Stored data:
-*-

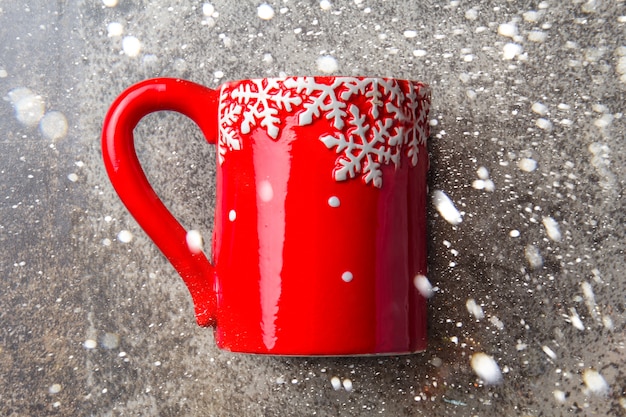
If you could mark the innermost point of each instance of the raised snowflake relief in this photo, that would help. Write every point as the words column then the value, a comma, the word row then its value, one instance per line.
column 374, row 120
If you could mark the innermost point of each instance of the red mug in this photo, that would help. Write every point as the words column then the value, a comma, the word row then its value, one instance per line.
column 320, row 219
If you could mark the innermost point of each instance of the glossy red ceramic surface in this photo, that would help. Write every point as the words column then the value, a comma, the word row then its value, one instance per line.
column 320, row 224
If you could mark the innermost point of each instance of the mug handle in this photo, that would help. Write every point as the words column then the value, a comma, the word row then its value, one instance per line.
column 198, row 103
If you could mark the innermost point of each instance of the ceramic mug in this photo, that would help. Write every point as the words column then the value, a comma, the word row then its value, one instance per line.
column 320, row 211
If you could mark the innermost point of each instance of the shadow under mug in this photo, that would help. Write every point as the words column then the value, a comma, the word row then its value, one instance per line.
column 320, row 211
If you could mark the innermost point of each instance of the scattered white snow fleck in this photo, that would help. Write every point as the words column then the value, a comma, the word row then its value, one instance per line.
column 327, row 64
column 53, row 125
column 194, row 241
column 549, row 352
column 540, row 108
column 424, row 286
column 471, row 14
column 29, row 107
column 575, row 319
column 265, row 11
column 533, row 256
column 527, row 164
column 90, row 344
column 115, row 29
column 347, row 384
column 552, row 228
column 511, row 50
column 537, row 36
column 131, row 46
column 486, row 368
column 559, row 395
column 446, row 207
column 474, row 309
column 508, row 29
column 595, row 382
column 125, row 236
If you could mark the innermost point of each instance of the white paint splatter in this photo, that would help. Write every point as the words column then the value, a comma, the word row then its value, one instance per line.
column 53, row 125
column 527, row 164
column 334, row 201
column 446, row 208
column 486, row 368
column 265, row 11
column 595, row 382
column 424, row 286
column 327, row 64
column 265, row 190
column 131, row 46
column 194, row 241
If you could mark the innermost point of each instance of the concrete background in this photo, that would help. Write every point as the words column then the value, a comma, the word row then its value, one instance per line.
column 93, row 326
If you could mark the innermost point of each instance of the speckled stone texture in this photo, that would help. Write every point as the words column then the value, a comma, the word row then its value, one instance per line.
column 532, row 278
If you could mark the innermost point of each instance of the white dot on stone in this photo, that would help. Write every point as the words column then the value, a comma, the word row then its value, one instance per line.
column 90, row 344
column 265, row 11
column 131, row 46
column 53, row 125
column 125, row 236
column 208, row 9
column 334, row 201
column 115, row 29
column 194, row 241
column 486, row 368
column 327, row 64
column 424, row 286
column 595, row 382
column 265, row 190
column 527, row 164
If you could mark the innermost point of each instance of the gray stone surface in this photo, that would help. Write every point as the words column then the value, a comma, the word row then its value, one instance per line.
column 90, row 325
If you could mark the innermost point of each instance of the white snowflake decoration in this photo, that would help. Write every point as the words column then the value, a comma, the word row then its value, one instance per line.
column 366, row 136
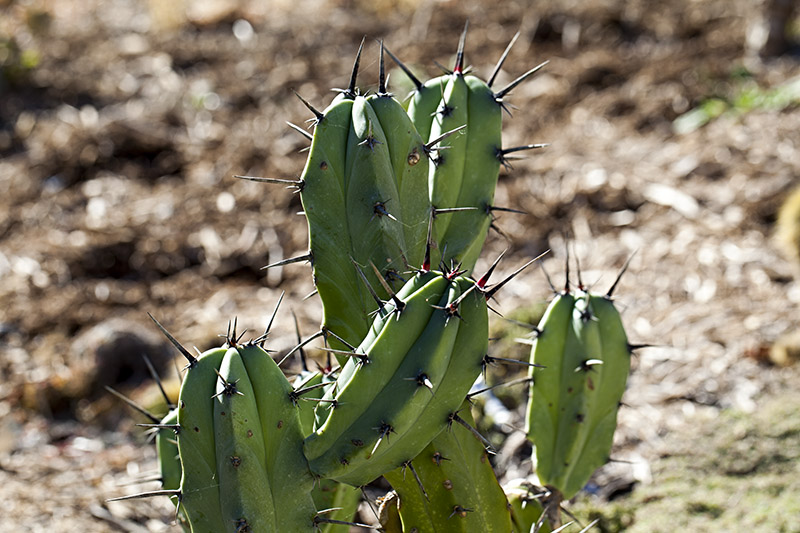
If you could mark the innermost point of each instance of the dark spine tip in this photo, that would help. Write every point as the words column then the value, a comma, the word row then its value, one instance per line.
column 499, row 95
column 382, row 74
column 189, row 357
column 351, row 91
column 485, row 278
column 417, row 84
column 502, row 60
column 610, row 292
column 459, row 66
column 318, row 116
column 299, row 259
column 300, row 130
column 491, row 292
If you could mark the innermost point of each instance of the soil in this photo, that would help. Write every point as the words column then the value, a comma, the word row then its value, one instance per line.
column 123, row 123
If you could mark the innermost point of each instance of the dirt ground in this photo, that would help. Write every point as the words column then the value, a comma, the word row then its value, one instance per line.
column 122, row 124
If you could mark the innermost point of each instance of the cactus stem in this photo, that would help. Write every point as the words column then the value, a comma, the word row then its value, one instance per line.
column 135, row 406
column 398, row 303
column 363, row 358
column 381, row 308
column 410, row 466
column 300, row 130
column 228, row 387
column 370, row 141
column 438, row 458
column 296, row 393
column 588, row 365
column 632, row 347
column 460, row 511
column 489, row 293
column 326, row 332
column 429, row 146
column 322, row 520
column 147, row 494
column 189, row 357
column 422, row 380
column 507, row 383
column 426, row 261
column 459, row 66
column 486, row 444
column 320, row 333
column 291, row 184
column 490, row 360
column 610, row 292
column 283, row 262
column 443, row 68
column 379, row 210
column 502, row 60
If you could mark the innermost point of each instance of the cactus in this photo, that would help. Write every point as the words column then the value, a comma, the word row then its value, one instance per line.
column 240, row 444
column 584, row 359
column 526, row 509
column 363, row 191
column 462, row 181
column 450, row 486
column 399, row 387
column 245, row 450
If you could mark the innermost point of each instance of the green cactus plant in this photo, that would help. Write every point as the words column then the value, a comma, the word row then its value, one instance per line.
column 583, row 360
column 450, row 486
column 245, row 450
column 396, row 391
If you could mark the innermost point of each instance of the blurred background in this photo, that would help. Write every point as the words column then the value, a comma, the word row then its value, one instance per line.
column 673, row 130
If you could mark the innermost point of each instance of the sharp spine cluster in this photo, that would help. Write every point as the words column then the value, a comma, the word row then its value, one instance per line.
column 386, row 188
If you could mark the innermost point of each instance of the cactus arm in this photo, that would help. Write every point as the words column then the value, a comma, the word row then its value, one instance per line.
column 196, row 445
column 410, row 166
column 467, row 230
column 290, row 481
column 400, row 402
column 245, row 496
column 365, row 381
column 169, row 463
column 423, row 104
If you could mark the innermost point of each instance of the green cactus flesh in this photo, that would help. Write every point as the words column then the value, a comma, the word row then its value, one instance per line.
column 240, row 445
column 467, row 166
column 364, row 196
column 398, row 389
column 451, row 486
column 575, row 394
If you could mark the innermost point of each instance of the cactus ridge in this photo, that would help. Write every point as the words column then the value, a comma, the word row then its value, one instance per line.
column 575, row 396
column 450, row 486
column 391, row 403
column 365, row 200
column 239, row 441
column 466, row 170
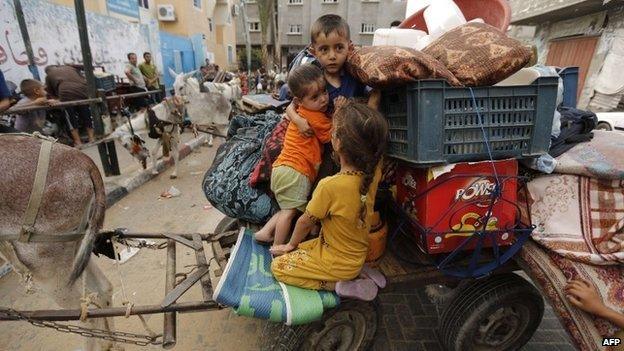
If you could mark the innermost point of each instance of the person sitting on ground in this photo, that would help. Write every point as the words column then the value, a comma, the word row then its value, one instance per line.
column 34, row 95
column 67, row 84
column 150, row 74
column 137, row 82
column 585, row 296
column 294, row 171
column 343, row 204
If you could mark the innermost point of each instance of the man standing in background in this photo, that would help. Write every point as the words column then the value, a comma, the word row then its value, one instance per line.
column 150, row 74
column 67, row 84
column 137, row 81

-*-

Reproduce each line of the entries above from the one containing "the man standing" through the last, exactly, and no other line.

If you could mark the innermost point of each instance of the man standing in background in this photo, that would help. Write every point as the words column then the value, a comma, the word row then its value, one instance per line.
column 150, row 74
column 67, row 84
column 137, row 81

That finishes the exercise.